You're right, I don't do G-scale. I'm an O-scale man, but for us all the things you mention are a piece of cake. Yes, I have super neat sound effects on demand, and there are no magnets in sight. 

I hasten to point out the title of this thread, "Cheap Sound". I suspect what you're talking about doesn't fall into that category.


----------



## Guest (Dec 2, 2012)

Actually, one or two do....but like I said, depends. You buy cheap, and don't like it, then you've thrown money down a rabbit hole.
I think my whole point, after decades of dealing with folks who did just that, is to try to enlighten folks so they don't make that mistake.
Let's look at it another way.

You don't want to spend 18 grand for a specific vehicle that will suit your needs. Rather, you go "cheap" and buy a Yugo for 3 grand.
Suddenly you find it does not suit your purposes.....gee......nobody will buy it from you, you have to go buy the one for 18 grand, which now cost you 21 grand, cause you can't get rid of the Yugo.

Folks who don't know have no idea what's good or bad....and evilB is full of folks who seem to prey on the uninformed.

DO NOT buy a PH sound.
There is no danger of the manufacturer getting his knickers in a twist, as he's long gone.
There a a whole lot of them out there, and they are all junk.
LISTEN to a Dallee before you buy.
Dave


----------



## gunrunnerjohn (Nov 10, 2010)

Well, there is an alternate viewpoint. Those that don't have unrealistic expectations for a $30 sound source, but don't have a couple hundred to do the job "right".


----------



## Don Trinko (Oct 23, 2012)

My $80 MRC 1025 sounds great compared to the "whistle tenders" and locos that make a sound.
I guess I am saying that this is thequality I am looking for. Don


----------



## Guest (Dec 2, 2012)

For LS, you really need to listen to some. Make your decision based upon sound quality you like, options you need NOW, and MAY need in the future.
I say that, as when I was in business, I was continually advising folks, on LGB, to NOT buy a sound equipped unit, as the early ones could never be made "real time", rather 15 seconds of bell every trigger, and a crossing whistle every time.
Those who didn't listen, paid a premium for the unit, then when they went with a control system capable of "real time", were NOT happy.
We'd have to rip them out and start over.
For the price, they could have bought the non-sound version, and installed a really good sound system that could be programmed later to do what they wanted.
I used to have boxes full of those old sound units....finally pitched them all.
Steam chuff triggers, if not equipped, can be done with two magnets and one reed on a tender axle....since usually the circumference of the tender wheel is about 1/2 that of the driver....and unless you are eye level, running two SMPH and have to count every chuff, is really closer than you need to be.
Dave


----------

(Your instructions) Reproduce the part of the model-train sound thread from "For LS, you" up to and including "what they wanted.".

(Dataset extract)
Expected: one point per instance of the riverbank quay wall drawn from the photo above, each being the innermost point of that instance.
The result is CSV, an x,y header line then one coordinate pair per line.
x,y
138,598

(Answer to this exercise)
For LS, you really need to listen to some. Make your decision based upon sound quality you like, options you need NOW, and MAY need in the future.
I say that, as when I was in business, I was continually advising folks, on LGB, to NOT buy a sound equipped unit, as the early ones could never be made "real time", rather 15 seconds of bell every trigger, and a crossing whistle every time.
Those who didn't listen, paid a premium for the unit, then when they went with a control system capable of "real time", were NOT happy.
We'd have to rip them out and start over.
For the price, they could have bought the non-sound version, and installed a really good sound system that could be programmed later to do what they wanted.